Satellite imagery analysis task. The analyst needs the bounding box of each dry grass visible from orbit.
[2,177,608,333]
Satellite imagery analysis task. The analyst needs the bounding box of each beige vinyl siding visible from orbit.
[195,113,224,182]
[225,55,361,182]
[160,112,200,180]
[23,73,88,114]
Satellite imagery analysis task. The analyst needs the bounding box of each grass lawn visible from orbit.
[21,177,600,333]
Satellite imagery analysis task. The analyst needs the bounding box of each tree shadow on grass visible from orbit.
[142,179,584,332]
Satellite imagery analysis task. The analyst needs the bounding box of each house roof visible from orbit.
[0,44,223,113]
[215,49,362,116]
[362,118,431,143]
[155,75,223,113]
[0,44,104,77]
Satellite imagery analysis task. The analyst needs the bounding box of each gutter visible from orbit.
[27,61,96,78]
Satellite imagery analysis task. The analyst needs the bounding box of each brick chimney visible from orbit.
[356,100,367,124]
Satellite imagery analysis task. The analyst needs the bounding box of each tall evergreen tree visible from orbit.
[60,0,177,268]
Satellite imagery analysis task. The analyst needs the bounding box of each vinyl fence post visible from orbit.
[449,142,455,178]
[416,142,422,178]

--

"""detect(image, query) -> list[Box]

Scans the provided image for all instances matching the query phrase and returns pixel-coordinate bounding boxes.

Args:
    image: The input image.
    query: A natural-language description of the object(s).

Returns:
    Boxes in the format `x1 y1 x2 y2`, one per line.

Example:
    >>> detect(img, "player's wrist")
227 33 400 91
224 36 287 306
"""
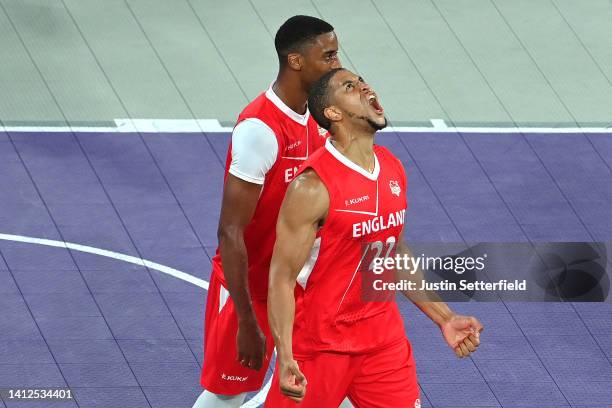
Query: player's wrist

(PROBLEM DESCRIPTION)
Turn the material from the line containing "lawn visible from orbit." through the line containing "[416,142,422,178]" into a JSON list of strings, one string per line, leaving out any blank lines.

(RESPONSE BELOW)
[
  "Satellite imagery analysis task. The analyst needs the bounding box of each grass lawn visible from orbit.",
  "[21,177,600,333]",
  "Satellite imagery analysis task. The analyst needs the bounding box of each tree shadow on grass visible from orbit.",
  "[142,179,584,332]",
  "Satellite imagery analysis task. The analyst needs the bounding box of each house roof visible from orbit.",
  "[0,44,223,113]",
  "[215,49,362,116]",
  "[362,118,431,143]",
  "[155,75,223,113]",
  "[0,44,104,77]",
  "Satellite imagery analysis task. The analyst needs the bounding box of each gutter visible from orbit.",
  "[27,61,96,78]",
  "Satellite imagery analysis task. The analyst needs the bounding box of each brick chimney visible from orbit.",
  "[356,100,367,124]",
  "Satellite imagery analysis task. The analyst needs the bounding box of each tall evergreen tree visible from orbit.",
  "[60,0,177,268]",
  "Satellite imagery analysis task. The analyst needs the bounding box of each vinyl fence post visible from orbit.",
  "[449,142,455,178]",
  "[416,142,422,178]"
]